Task objective — Set down each record exactly. Omit the pictures.

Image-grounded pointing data
○ ○ ○ ○ ○

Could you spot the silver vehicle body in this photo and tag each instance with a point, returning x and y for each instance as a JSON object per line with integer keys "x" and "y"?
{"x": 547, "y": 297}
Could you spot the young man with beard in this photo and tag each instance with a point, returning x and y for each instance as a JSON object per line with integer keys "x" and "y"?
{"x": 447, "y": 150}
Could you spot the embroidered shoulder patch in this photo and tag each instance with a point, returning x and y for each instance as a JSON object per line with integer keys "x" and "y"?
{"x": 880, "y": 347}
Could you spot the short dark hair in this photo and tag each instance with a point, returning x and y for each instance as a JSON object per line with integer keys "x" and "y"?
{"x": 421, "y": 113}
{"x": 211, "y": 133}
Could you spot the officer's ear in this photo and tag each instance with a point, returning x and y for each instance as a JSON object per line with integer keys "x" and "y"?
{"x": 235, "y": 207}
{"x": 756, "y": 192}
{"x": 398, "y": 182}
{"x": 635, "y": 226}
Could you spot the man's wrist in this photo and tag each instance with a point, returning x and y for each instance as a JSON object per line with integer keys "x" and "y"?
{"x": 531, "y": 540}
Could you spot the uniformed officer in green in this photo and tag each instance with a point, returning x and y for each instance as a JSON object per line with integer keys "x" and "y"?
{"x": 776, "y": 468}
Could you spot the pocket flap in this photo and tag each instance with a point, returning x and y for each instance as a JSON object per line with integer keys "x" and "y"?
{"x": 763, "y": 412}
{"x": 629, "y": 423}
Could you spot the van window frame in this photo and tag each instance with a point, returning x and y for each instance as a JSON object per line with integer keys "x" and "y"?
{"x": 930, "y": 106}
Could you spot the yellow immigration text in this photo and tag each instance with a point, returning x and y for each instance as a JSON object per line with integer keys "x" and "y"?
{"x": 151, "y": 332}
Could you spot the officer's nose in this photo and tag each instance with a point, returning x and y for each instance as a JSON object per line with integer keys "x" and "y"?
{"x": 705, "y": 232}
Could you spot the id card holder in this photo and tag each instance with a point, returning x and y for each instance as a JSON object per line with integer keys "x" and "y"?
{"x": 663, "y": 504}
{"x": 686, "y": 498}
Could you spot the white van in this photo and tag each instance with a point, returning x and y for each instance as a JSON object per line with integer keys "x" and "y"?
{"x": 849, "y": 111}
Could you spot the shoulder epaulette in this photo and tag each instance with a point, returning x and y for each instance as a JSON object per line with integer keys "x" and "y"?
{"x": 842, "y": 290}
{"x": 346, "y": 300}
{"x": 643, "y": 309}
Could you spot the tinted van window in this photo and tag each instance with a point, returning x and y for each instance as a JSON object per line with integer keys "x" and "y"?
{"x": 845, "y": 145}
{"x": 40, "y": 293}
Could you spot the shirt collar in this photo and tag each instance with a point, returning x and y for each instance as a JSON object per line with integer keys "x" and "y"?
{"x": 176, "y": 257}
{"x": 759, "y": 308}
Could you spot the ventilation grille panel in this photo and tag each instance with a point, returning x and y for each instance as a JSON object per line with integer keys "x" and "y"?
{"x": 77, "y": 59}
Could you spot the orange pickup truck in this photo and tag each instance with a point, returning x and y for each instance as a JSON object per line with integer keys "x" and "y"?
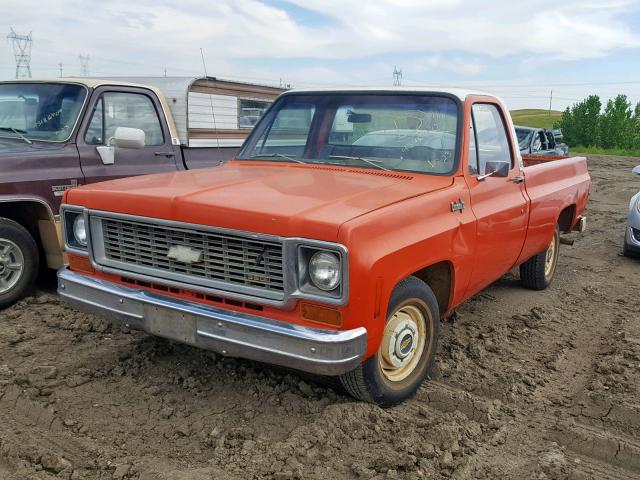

○ ○ ○ ○ ○

Your response —
Could you spot the silver vehicle body in this photo and tag each instance with a point, returning x and y for each instance as a JSON object per line with integer keys "x" and "y"?
{"x": 547, "y": 297}
Could you spot the young man with beard in this photo and tag each instance with a point, returning x and y for each instance as a JSON object per line with integer keys "x" and "y"?
{"x": 447, "y": 150}
Could you spot the embroidered shoulder patch in this photo and tag each instance with a point, returning x and y for each instance as a JSON object per line with integer keys "x" and "y"?
{"x": 880, "y": 347}
Could you spot the short dark hair in this photo and tag each instance with a point, returning x and y for each instance as a JSON object per line with integer keys "x" and "y"?
{"x": 421, "y": 113}
{"x": 211, "y": 133}
Could you spot the officer's ear in this photo and tag each instance with a point, returning x and y for each instance as a JSON object per line with integer keys "x" and "y"?
{"x": 235, "y": 207}
{"x": 756, "y": 192}
{"x": 398, "y": 182}
{"x": 635, "y": 226}
Could you spot the man's wrist in this photo and tag each instance with a point, returning x and y for each instance as a JSON object per line with integer keys "x" and "y"?
{"x": 531, "y": 540}
Could you spot the uniformed officer in green in this photo and tag each instance with a point, returning x and y for each instance as a JSON object per line with integer keys "x" and "y"?
{"x": 776, "y": 468}
Could you spot the pocket flap in this photo and tag each instance with a point, returning x and y for each instance as a JSON object per line with integer keys "x" and "y"?
{"x": 763, "y": 412}
{"x": 629, "y": 423}
Could you spot the van window frame in this photo and tag each instance with a point, returning x and y for each instance as a JSON object per line with integer keys "x" and "y"?
{"x": 930, "y": 106}
Could you spot the yellow immigration text in this photo and tag each instance with a point, returning x and y for each instance as a JSON object per line with integer keys "x" and "y"?
{"x": 151, "y": 332}
Could you spot the officer's nose in this photo and tag each instance with a point, returning x and y for each instance as a JSON object per line with integer keys "x" and "y"?
{"x": 705, "y": 232}
Could you spot the id card holder in this photo and tag each instance with a point, returning x and y for each instance as a JSON object per line with integer keys "x" and "y"?
{"x": 663, "y": 504}
{"x": 686, "y": 498}
Could you spot the white van in this photo and tag each instance with a point, returning x and y for each instance as a JSON object per line with integer keys "x" and "y"?
{"x": 849, "y": 111}
Could you spot the shoulder epaulette in this photo and tag each instance with a point, returning x and y for each instance as a JSON object per line with integer keys "x" and "y"?
{"x": 842, "y": 290}
{"x": 346, "y": 300}
{"x": 643, "y": 309}
Could you spot the tinted van window in this photo and tag each instance with a point, returning x and y for each instance as a JSON object per line with integer keys "x" and "y"?
{"x": 845, "y": 145}
{"x": 40, "y": 293}
Could you spot the shirt collar in this photo and tag each instance with a point, returning x and y for each instance as a JSON object per line with integer keys "x" and "y"?
{"x": 176, "y": 257}
{"x": 759, "y": 308}
Could you spot the ventilation grille panel in this photo and tag each instance with a point, returning x and y for each instance as a JSON object per line with integer keys "x" and "y"?
{"x": 77, "y": 59}
Could you spot the orange pickup truck in this photo and tag each instance with a point, returning x and y for each instance as a JSON object per line with integer keys "x" and "y"?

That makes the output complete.